Text block:
APM in Kubernetes brings these layers together, showing how application behavior, resource constraints, and cluster activity interact — so performance issues can be understood and addressed faster.

Why Standard APM Falls Short in Container Orchestration

Most APM tools were built for environments where applications live on fixed hosts with static IPs and predictable resource allocations. Kubernetes changes those assumptions at a fundamental level.

In a typical cluster, a pod running auth-service might be deployed on node-a today, get evicted tomorrow because of a node drain, and come back on node-c with a new IP and hostname. Horizontal Pod Autoscaling might spin up three new replicas during peak traffic, each with different CPU and memory requests based on current cluster headroom. These changes happen in seconds, faster than many legacy APMs can reconcile their topology maps.

This makes context tracking difficult. Imagine a checkout trace that flows like this:

Ingress Controller — running on node-1, terminates TLS and routes traffic.

Required tasks:
A: Transcribe the Kubernetes APM passage between "Most APM tools" and "a fundamental level.", inclusive.
B: Answer these questions using the Kubernetes APM passage:
(i) What kind of environment were most APM tools built for?
(ii) What might spin up three new replicas during peak traffic?
(iii) On which node does the Ingress Controller run in the checkout trace?
C: Write the next part of the Kubernetes APM passage, picking up after its final line.
The items that follow come from a separate source.

Extracted data entries:

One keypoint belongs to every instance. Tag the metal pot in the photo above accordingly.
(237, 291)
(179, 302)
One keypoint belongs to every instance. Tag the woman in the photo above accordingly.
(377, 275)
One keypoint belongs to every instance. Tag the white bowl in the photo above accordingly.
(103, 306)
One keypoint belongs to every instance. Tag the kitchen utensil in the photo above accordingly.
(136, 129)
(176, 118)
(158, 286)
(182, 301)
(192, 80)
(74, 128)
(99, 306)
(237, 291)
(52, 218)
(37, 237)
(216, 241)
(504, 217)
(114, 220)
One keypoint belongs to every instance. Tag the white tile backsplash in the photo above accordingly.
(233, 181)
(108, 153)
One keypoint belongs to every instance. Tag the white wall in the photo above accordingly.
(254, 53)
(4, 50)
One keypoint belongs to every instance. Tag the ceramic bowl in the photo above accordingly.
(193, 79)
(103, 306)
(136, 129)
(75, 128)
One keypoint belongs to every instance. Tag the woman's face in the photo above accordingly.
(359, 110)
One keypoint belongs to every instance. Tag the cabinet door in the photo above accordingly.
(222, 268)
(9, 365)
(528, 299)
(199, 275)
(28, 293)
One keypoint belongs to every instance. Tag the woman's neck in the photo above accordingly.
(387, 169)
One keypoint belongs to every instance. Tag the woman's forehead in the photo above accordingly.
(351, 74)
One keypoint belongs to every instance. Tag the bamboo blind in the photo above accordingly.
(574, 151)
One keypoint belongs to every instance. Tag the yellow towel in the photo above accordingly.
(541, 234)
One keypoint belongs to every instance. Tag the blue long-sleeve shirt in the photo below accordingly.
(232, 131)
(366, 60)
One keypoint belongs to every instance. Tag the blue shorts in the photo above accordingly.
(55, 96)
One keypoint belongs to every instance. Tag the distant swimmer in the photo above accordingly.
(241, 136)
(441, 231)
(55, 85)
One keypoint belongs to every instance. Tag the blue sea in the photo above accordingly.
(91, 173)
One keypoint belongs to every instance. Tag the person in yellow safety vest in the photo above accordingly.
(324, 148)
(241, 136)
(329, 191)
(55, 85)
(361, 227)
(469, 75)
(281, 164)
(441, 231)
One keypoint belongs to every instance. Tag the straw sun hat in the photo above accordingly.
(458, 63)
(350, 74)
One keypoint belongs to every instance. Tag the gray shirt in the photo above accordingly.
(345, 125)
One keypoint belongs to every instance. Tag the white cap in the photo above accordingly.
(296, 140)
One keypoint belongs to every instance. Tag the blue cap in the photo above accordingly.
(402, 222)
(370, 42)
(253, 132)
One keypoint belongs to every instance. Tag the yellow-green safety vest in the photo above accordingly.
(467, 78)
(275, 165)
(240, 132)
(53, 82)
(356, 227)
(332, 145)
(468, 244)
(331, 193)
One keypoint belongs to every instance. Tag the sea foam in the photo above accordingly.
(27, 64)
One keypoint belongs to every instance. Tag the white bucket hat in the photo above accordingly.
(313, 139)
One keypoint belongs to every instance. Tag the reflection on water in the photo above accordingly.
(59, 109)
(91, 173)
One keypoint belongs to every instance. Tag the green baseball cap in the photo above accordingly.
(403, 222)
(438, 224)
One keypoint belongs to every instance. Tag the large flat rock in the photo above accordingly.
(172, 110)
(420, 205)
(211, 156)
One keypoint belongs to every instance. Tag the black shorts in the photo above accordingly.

Per-task answers:
A:
Most APM tools were built for environments where applications live on fixed hosts with static IPs and predictable resource allocations. Kubernetes changes those assumptions at a fundamental level.

B:
(i) Environments where applications live on fixed hosts with static IPs and predictable resource allocations.
(ii) Horizontal Pod Autoscaling.
(iii) node-1.

C:
Auth Service — pod auth-7f8d9 on node-3 verifies the customer session.
Payment Processor — pod pay-3a2b1 on node-1 interacts with the payment gateway.

A standard APM might only record the service names and timestamps. Without Kubernetes-aware metadata, pod UID, namespace, node name, container resource usage at the time, you lose the ability to connect a 400 ms spike in payment latency to the fact that the pod was CPU-throttled after being rescheduled to a node with tighter limits.

Networking adds even more moving parts:

Service Mesh Overhead — Sidecars like Envoy can add 5–15 ms to every request hop when retries, TLS handshakes, or circuit-breaking logic kick in.
Cluster DNS — Core DNS performance can fluctuate if its pods are co-located on a busy node, causing unpredictable lookup times.
Network Policies — Dropped packets between namespaces may never surface as application errors, only as timeouts in traces.

Without instrumentation that merges application traces with real-time Kubernetes telemetry — pod lifecycle events, container stats, and CNI-level metrics — these infrastructure-driven slowdowns look like random application lag.

💡

Learn the fundamentals of application performance monitoring and how it applies to modern systems in our APM guide.

How to Add Application Monitoring to Kubernetes Pods

You don’t have to modify your entire codebase to start tracking performance in Kubernetes. With the right tooling, you can attach monitoring to your pods automatically, capture the context you need, and send it to your observability backend without disrupting deployments.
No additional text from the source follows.